WORK TASK. Quote the records below word for word, covering every one of them.
::::
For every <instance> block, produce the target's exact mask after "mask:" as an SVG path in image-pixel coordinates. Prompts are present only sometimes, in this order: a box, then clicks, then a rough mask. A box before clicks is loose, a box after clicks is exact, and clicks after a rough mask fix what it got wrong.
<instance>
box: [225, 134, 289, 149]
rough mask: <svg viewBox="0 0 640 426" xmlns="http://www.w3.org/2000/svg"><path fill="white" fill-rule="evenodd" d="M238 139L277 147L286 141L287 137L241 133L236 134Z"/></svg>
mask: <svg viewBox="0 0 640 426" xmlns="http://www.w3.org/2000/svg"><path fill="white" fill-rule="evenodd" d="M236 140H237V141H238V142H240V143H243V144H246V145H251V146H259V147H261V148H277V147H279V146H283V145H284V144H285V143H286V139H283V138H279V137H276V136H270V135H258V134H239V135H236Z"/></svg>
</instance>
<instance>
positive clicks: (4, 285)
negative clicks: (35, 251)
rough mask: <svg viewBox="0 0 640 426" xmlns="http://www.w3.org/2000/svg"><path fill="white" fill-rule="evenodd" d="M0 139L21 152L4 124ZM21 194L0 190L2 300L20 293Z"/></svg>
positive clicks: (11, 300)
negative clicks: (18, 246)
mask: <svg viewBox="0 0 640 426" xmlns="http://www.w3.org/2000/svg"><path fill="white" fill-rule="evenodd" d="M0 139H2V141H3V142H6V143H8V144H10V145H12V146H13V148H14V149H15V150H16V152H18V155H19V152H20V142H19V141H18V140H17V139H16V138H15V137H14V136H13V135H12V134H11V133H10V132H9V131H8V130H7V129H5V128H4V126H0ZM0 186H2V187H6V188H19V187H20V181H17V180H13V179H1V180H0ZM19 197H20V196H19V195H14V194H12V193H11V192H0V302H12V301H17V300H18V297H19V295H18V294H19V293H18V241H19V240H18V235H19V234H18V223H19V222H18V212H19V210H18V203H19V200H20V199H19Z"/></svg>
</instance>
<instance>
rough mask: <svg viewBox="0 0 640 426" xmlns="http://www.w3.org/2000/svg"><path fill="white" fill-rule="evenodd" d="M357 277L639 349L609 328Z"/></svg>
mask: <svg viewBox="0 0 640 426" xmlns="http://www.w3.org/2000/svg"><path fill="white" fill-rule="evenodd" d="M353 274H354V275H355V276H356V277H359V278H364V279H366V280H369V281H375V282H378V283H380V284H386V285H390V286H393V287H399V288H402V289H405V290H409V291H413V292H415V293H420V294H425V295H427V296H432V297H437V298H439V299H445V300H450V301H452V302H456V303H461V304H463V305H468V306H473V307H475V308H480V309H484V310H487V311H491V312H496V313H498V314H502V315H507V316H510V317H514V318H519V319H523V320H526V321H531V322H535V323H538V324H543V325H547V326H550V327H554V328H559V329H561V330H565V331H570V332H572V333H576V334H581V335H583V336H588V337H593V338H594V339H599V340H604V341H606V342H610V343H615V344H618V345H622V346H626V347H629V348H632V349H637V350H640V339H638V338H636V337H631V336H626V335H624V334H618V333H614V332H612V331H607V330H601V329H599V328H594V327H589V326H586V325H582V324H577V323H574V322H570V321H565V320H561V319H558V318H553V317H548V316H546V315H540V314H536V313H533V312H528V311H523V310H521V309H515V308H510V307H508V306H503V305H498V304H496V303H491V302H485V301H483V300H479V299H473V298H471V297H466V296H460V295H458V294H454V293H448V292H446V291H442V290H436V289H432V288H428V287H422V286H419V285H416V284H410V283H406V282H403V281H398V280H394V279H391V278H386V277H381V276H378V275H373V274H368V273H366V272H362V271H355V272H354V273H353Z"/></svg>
::::
TASK RESPONSE.
For every <instance> block, produce the target's exact mask after "mask:" as an SVG path in image-pixel coordinates. Prompts are present only sometimes, in this order: a box, then clicks, then a rough mask. A box before clicks is loose, a box after clicks is exact, and clicks after a rough mask fix what it got wrong.
<instance>
box: [225, 134, 289, 149]
rough mask: <svg viewBox="0 0 640 426" xmlns="http://www.w3.org/2000/svg"><path fill="white" fill-rule="evenodd" d="M238 139L277 147L286 141L287 137L241 133L236 134Z"/></svg>
mask: <svg viewBox="0 0 640 426" xmlns="http://www.w3.org/2000/svg"><path fill="white" fill-rule="evenodd" d="M236 140H237V141H238V142H240V143H243V144H246V145H251V146H259V147H261V148H277V147H279V146H283V145H284V144H285V143H286V139H283V138H279V137H276V136H270V135H258V134H239V135H236Z"/></svg>
</instance>
<instance>
positive clicks: (4, 285)
negative clicks: (35, 251)
rough mask: <svg viewBox="0 0 640 426" xmlns="http://www.w3.org/2000/svg"><path fill="white" fill-rule="evenodd" d="M0 139L21 152L4 124ZM21 194L0 190L2 300L20 293Z"/></svg>
positive clicks: (11, 300)
negative clicks: (18, 246)
mask: <svg viewBox="0 0 640 426" xmlns="http://www.w3.org/2000/svg"><path fill="white" fill-rule="evenodd" d="M0 139H2V141H3V142H6V143H8V144H10V145H12V146H13V148H14V149H15V150H16V152H18V155H19V152H20V142H19V141H18V140H17V139H16V138H15V137H14V136H13V135H12V134H11V133H10V132H9V131H8V130H7V129H5V128H4V126H0ZM0 186H2V187H6V188H19V187H20V181H17V180H13V179H1V180H0ZM19 197H20V196H19V195H14V194H12V193H11V192H0V302H12V301H17V300H18V297H19V295H18V294H19V293H18V241H19V240H18V235H19V234H18V223H19V222H18V212H19V210H18V203H19V200H20V199H19Z"/></svg>
</instance>
<instance>
rough mask: <svg viewBox="0 0 640 426" xmlns="http://www.w3.org/2000/svg"><path fill="white" fill-rule="evenodd" d="M357 277L639 349L609 328Z"/></svg>
mask: <svg viewBox="0 0 640 426" xmlns="http://www.w3.org/2000/svg"><path fill="white" fill-rule="evenodd" d="M353 274H354V275H355V276H356V277H359V278H364V279H366V280H369V281H375V282H378V283H380V284H386V285H390V286H393V287H399V288H402V289H405V290H409V291H413V292H415V293H420V294H425V295H427V296H432V297H437V298H439V299H445V300H450V301H452V302H456V303H461V304H463V305H468V306H473V307H475V308H480V309H484V310H487V311H491V312H496V313H498V314H502V315H507V316H510V317H514V318H519V319H523V320H526V321H531V322H535V323H538V324H543V325H547V326H550V327H554V328H559V329H561V330H565V331H570V332H572V333H576V334H581V335H583V336H588V337H593V338H594V339H599V340H604V341H606V342H610V343H615V344H618V345H622V346H626V347H629V348H632V349H637V350H640V339H638V338H636V337H631V336H626V335H624V334H618V333H614V332H612V331H607V330H601V329H599V328H594V327H589V326H586V325H582V324H577V323H574V322H570V321H565V320H561V319H558V318H553V317H548V316H546V315H540V314H536V313H533V312H528V311H523V310H521V309H515V308H510V307H508V306H503V305H498V304H496V303H491V302H485V301H483V300H479V299H473V298H471V297H466V296H460V295H458V294H454V293H448V292H446V291H442V290H436V289H432V288H428V287H422V286H419V285H416V284H410V283H406V282H403V281H398V280H394V279H391V278H386V277H381V276H378V275H373V274H368V273H366V272H362V271H355V272H354V273H353Z"/></svg>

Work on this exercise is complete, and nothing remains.